● TEXTO FORNECIDO:
Para o cacique, é importante salientar a diferença do fazendeiro para os pequenos agricultores que receberam títulos do estado e vivem sobre a área.
“Se o Estado colocou eles aqui, ele tem que assumir esse compromisso com os pequenos agricultores, e não colocar eles contra o direito do índio. O governo tem que resolver o problema que ele criou”, sintetiza Saci.
Foi numa audiência com produtores rurais em Vicente Dutra que, em 2013, o deputado Luís Carlos Heinze (PP/RS) falou que “quilombolas, índios, gays e lésbicas” são “tudo o que não presta”. Outro dos ruralistas presentes, o deputado federal Alceu Moreira (PMDB-RS) incitou: “reúnam verdadeiras multidões e expulsem do jeito que for necessário”.
A audiência ocorreu dias depois de uma multidão de 500 pessoas tentar expulsar os indígenas da área ocupada em Rio dos Índios. O balneário Águas do Prado, de propriedade de um político local, incide sobre 200 hectares da terra tradicional Kaingang e é mais um dos componentes da situação conflituosa, acirrada pelas falas ruralistas.
Para Ivan César Cima, missionário do Cimi Regional Sul, os indígenas vão na contramão do discurso de ódio, ao defender também o direito dos pequenos agricultores com títulos de boa-fé a receberem indenização e serem reassentados pelo governo estadual.
“Há uma lei estadual que possibilita ao estado o reassentamento de ocupantes de terras indígenas, uma vez que ele reconheceu ter realizado o assentamento de agricultores sobre territórios destes povos”, explica.
Durante a semana de mobilização, entre os dias 9 e 11 de maio, os indígenas fizeram uma manifestação na rodovia RS-150, que dá acesso a Vicente Dutra, e também recolocaram as placas que identificam o território Kaingang, já que as oficiais foram destruídas em represália aos indígenas.

● REGISTROS FORNECIDOS:
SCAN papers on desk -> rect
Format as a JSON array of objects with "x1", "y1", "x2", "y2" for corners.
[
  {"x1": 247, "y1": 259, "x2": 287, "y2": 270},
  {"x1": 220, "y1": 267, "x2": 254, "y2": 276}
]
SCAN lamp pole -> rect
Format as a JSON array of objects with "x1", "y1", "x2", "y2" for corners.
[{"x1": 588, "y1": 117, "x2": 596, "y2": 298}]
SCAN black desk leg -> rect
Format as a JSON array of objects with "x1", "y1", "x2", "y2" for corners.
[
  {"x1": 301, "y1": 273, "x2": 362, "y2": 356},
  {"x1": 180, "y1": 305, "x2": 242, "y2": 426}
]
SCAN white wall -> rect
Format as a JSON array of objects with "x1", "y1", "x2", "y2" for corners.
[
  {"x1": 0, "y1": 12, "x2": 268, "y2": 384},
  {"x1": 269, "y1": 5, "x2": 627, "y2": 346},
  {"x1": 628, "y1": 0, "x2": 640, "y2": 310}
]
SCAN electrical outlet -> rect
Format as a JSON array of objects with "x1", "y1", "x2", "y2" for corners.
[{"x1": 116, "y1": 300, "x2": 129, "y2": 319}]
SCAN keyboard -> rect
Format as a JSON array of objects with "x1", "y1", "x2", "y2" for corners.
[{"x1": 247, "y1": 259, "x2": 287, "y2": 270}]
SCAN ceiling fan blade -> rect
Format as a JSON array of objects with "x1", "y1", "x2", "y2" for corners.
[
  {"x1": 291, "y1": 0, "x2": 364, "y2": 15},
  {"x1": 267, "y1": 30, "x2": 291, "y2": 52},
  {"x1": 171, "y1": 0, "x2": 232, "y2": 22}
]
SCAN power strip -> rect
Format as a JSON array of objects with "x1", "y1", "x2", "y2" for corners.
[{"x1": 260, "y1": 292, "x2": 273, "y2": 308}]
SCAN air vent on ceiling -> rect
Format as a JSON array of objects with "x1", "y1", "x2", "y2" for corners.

● INSTRUÇÃO: Reescreva o trecho do texto sobre a terra Kaingang que vai de "Durante a semana" até "represália aos indígenas.", inclusive, trocando "rodovia" por "estrada". Os registros não entram nesta tarefa.

● RESPOSTA COMPLETA:
Durante a semana de mobilização, entre os dias 9 e 11 de maio, os indígenas fizeram uma manifestação na estrada RS-150, que dá acesso a Vicente Dutra, e também recolocaram as placas que identificam o território Kaingang, já que as oficiais foram destruídas em represália aos indígenas.